# Given request
Render every line of the records below as a JSON list of strings, one string per line, with blank lines omitted.

# Stored records
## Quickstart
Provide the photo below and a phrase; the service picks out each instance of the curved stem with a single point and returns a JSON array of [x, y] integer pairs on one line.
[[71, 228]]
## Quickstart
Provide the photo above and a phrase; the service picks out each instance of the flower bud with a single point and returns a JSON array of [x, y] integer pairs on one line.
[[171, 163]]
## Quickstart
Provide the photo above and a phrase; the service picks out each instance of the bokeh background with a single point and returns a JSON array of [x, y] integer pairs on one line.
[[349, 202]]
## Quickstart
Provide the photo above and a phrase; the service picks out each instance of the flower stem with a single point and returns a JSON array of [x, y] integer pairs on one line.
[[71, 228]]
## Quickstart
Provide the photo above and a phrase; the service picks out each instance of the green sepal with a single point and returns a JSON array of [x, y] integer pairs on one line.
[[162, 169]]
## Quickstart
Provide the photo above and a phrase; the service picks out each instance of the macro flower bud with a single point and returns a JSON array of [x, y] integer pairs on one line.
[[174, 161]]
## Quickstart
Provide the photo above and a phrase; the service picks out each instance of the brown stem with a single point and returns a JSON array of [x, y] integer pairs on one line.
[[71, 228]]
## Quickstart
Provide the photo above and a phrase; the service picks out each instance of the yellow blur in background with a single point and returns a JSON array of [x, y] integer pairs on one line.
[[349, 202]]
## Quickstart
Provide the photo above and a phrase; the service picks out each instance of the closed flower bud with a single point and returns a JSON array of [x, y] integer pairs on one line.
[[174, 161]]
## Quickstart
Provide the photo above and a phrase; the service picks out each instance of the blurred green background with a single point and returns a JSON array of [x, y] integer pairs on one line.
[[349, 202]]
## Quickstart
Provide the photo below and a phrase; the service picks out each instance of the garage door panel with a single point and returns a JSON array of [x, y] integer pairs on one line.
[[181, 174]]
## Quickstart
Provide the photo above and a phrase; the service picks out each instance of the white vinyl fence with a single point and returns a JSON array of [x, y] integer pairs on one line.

# Response
[
  "## Quickstart",
  "Provide the photo below and a phrase; the service picks out each instance of the curved stem with a single point and returns a JSON array of [x, y] integer pairs on one line.",
  "[[71, 228]]",
  "## Quickstart",
  "Provide the photo above and a phrase; the service picks out each instance of the flower bud with a single point and returns a JSON array of [x, y] integer pairs on one line.",
  "[[171, 163]]",
  "## Quickstart",
  "Provide the photo above and a phrase; the service picks out each instance of the bokeh background with a single point and returns a JSON array of [x, y] integer pairs on one line.",
  "[[349, 202]]",
  "## Quickstart",
  "Provide the photo above and a phrase; the service picks out each instance of the flower stem with a single point and returns a JSON array of [x, y] integer pairs on one line.",
  "[[71, 228]]",
  "## Quickstart",
  "Provide the photo above and a phrase; the service picks out each instance of the green sepal with a single point and returns a JSON array of [x, y] integer pairs on one line.",
  "[[162, 169]]",
  "## Quickstart",
  "Provide the photo above and a phrase; the service picks out each instance of the macro flower bud with a single point and returns a JSON array of [x, y] integer pairs on one line.",
  "[[174, 161]]",
  "## Quickstart",
  "Provide the photo above and a phrase; the service picks out each instance of the brown stem with a single point and returns a JSON array of [x, y] integer pairs on one line.",
  "[[71, 228]]",
  "## Quickstart",
  "Provide the photo above and a phrase; the service picks out each instance of the yellow blur in background with a single point and returns a JSON array of [x, y] integer pairs on one line.",
  "[[349, 202]]",
  "## Quickstart",
  "Provide the photo above and a phrase; the service picks out each instance of the closed flower bud with a single point and returns a JSON array of [x, y] integer pairs on one line.",
  "[[174, 161]]",
  "## Quickstart",
  "Provide the photo above and a phrase; the service picks out each instance of the blurred green background with a single point and returns a JSON array of [x, y] integer pairs on one line.",
  "[[349, 202]]",
  "## Quickstart",
  "Provide the photo below and a phrase; the service picks out each instance of the garage door panel with a single point and returns a JSON array of [x, y] integer pairs on one line.",
  "[[181, 174]]",
  "## Quickstart",
  "Provide the photo above and a phrase; the service picks out each instance of the white vinyl fence with a single point and returns a JSON array of [x, y] integer pairs on one line."
]